GitHub 自己開發的搜尋引擎

前陣子 GitHub 發了一篇文章,說明自己開發搜尋引擎的心路歷程:「The technology behind GitHub’s new code search」。

看了一下其實就是自己幹了一套 search engine cluster,然後針對 code search 把一些功能放進去。

目前這套 search enginer 還是 beta 版本,全站兩億個 repository 只包括了 4500 萬 (大概 22% 左右),然後已經有 115TB 的程式碼了;另外也題到了先前導入 Elasticsearch 時的數字是 800 萬個 repository:

GitHub’s scale is truly a unique challenge. When we first deployed Elasticsearch, it took months to index all of the code on GitHub (about 8 million repositories at the time). Today, that number is north of 200 million, and that code isn’t static: it’s constantly changing and that’s quite challenging for search engines to handle. For the beta, you can currently search almost 45 million repositories, representing 115 TB of code and 15.5 billion documents.

目前是 32 台機器,沒有特別提到記憶體大小,也沒有提到 replication 之類的數字:

Code search runs on 64 core, 32 machine clusters.

來自資料集的列:
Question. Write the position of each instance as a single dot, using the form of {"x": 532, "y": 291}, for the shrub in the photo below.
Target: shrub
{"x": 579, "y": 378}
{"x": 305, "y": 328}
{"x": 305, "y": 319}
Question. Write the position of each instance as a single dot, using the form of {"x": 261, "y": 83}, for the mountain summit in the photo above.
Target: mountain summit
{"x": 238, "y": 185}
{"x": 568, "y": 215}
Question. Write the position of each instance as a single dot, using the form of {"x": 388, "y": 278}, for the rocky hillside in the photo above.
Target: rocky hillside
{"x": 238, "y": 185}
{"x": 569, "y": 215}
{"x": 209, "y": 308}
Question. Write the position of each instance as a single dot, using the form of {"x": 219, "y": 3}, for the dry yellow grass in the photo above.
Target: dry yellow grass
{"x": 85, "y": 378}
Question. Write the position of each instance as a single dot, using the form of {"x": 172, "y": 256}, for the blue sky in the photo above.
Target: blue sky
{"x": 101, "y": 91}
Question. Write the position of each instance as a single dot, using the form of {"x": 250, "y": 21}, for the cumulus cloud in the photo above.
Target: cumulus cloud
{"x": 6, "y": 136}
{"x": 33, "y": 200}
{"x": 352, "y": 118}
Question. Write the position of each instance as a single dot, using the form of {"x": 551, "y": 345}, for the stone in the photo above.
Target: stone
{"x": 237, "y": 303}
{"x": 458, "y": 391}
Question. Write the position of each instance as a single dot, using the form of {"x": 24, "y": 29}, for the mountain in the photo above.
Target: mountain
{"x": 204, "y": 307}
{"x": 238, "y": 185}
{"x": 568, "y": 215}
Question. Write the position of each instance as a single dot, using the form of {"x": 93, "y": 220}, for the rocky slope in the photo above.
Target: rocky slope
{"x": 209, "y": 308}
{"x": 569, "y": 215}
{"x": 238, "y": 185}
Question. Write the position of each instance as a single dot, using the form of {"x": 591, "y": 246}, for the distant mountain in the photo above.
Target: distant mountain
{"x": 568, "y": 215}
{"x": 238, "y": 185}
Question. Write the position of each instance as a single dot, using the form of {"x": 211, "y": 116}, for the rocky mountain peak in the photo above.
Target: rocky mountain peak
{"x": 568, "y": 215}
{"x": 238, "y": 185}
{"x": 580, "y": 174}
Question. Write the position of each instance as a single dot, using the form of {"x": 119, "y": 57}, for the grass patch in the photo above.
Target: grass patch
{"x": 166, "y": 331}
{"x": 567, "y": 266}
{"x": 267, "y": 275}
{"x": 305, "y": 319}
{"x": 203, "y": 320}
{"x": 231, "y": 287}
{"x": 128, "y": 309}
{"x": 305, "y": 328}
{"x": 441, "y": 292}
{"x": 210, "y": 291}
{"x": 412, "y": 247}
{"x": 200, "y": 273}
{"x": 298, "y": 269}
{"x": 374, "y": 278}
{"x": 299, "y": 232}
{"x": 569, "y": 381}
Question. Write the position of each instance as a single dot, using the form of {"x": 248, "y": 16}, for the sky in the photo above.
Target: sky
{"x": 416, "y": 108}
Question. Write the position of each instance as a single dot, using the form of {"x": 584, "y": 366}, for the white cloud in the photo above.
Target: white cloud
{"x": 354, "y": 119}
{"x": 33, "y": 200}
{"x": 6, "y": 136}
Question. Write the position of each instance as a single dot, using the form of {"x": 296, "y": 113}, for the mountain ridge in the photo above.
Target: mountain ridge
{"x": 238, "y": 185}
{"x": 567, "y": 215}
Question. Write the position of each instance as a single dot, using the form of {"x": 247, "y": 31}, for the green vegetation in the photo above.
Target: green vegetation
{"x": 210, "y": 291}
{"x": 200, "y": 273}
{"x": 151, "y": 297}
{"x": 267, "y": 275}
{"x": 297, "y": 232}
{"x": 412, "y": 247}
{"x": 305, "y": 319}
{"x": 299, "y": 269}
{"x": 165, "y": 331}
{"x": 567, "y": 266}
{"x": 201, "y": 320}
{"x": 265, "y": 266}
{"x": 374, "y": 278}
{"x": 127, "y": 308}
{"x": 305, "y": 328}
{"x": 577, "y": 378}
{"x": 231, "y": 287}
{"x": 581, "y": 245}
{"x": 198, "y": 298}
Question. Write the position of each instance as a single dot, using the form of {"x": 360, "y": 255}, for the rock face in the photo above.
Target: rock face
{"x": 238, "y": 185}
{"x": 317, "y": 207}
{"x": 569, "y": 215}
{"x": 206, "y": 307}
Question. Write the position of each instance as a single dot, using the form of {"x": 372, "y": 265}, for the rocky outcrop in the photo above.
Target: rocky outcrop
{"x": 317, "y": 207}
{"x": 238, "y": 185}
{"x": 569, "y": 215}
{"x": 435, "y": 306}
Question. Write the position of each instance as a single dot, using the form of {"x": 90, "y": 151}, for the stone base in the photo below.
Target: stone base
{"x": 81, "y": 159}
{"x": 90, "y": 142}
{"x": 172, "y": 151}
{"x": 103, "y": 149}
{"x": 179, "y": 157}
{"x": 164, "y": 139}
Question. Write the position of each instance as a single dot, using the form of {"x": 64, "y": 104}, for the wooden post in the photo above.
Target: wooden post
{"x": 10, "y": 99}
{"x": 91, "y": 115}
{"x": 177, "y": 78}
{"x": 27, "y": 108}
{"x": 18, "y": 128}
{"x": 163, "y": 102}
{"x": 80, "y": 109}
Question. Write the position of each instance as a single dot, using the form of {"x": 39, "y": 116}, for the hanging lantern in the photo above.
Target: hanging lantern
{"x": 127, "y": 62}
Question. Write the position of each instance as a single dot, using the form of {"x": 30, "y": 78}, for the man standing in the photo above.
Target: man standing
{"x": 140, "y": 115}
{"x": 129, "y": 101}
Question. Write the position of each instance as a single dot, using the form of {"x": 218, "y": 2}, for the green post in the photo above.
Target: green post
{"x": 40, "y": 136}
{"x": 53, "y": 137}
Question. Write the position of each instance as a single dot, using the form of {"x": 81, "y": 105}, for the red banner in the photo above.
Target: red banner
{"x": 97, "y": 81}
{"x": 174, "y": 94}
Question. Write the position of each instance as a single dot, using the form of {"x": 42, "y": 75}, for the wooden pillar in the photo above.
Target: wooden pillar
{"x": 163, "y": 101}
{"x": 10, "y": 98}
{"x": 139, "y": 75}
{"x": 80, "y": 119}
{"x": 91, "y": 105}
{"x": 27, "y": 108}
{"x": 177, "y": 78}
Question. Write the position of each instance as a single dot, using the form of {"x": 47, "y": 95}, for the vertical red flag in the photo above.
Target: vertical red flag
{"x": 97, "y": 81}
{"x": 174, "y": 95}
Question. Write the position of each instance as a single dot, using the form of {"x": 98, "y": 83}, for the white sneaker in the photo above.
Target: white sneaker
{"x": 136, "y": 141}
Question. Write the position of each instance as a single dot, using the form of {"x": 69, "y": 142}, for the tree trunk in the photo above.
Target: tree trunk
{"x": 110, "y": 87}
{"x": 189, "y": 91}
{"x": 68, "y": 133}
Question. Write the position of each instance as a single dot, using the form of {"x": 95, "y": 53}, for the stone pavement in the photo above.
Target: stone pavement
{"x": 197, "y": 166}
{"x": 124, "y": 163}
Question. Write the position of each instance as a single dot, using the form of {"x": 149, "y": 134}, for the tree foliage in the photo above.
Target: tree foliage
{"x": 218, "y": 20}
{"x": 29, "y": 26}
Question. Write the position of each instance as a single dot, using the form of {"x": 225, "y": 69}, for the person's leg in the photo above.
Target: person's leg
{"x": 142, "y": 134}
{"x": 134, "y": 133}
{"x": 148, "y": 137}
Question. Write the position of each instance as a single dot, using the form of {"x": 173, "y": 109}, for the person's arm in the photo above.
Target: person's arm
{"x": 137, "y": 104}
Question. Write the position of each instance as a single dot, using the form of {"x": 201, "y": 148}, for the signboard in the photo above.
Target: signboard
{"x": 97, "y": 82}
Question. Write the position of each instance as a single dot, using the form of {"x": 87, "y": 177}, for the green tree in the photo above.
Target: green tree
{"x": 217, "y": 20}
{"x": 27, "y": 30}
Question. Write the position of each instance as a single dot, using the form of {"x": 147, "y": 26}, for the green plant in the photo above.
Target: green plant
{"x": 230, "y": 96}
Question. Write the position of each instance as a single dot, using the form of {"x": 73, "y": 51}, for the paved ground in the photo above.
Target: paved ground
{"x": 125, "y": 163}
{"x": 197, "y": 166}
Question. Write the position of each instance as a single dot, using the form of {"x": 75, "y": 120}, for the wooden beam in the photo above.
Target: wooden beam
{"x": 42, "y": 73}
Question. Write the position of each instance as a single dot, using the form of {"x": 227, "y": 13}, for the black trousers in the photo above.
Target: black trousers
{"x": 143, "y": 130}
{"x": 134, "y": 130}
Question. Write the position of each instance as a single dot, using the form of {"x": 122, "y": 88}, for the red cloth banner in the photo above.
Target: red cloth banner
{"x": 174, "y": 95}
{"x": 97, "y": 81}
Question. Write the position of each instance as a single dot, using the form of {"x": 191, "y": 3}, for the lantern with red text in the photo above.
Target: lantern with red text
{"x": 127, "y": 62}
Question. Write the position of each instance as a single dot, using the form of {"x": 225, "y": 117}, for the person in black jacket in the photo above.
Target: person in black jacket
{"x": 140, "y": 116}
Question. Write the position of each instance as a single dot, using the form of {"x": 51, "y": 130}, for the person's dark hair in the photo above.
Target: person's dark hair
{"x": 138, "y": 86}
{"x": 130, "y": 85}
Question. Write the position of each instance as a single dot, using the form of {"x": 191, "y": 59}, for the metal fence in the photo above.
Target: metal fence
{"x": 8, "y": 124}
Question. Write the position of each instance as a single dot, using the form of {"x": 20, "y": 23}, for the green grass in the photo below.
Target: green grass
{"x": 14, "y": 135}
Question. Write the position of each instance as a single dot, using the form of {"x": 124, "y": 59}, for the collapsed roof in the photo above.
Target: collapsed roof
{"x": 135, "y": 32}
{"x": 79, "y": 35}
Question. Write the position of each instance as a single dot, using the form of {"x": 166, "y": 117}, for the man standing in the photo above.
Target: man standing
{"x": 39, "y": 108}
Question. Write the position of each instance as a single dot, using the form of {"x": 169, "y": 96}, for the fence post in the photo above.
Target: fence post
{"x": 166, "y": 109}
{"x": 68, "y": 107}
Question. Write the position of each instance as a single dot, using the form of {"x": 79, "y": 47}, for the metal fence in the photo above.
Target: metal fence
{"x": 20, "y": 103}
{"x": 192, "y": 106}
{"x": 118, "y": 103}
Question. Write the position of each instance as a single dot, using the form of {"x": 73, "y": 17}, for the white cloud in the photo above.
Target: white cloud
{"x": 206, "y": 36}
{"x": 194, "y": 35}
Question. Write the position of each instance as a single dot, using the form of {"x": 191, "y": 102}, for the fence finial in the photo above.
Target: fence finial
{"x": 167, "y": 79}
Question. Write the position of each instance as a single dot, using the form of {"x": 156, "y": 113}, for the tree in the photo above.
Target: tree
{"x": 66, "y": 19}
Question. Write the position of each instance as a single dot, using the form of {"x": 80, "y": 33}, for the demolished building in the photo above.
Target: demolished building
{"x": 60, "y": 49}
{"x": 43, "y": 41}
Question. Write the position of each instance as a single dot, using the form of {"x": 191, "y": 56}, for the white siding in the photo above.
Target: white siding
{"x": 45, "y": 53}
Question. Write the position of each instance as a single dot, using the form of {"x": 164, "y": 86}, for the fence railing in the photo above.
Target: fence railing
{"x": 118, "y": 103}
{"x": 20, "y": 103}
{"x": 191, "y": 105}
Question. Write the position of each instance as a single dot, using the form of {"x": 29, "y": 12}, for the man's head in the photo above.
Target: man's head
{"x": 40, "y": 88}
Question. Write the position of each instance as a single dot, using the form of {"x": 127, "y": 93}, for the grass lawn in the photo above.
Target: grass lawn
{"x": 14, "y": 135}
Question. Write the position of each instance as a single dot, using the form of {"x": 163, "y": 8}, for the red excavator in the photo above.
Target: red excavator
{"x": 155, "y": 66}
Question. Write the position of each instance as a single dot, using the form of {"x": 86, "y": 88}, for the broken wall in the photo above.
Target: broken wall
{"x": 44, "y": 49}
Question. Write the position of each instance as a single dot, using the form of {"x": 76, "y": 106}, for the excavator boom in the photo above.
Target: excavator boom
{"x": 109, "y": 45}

*任務說明*
依據引文回答:
1. GitHub 最初導入 Elasticsearch 時,站上大約有多少個 repository?
2. beta 版本目前可搜尋的程式碼有多少 TB?
3. 程式碼搜尋目前在幾台機器上運行?
這些條目與引文內容無關。

*任務答案*
1. 約 800 萬個。
2. 115TB。
3. 32 台。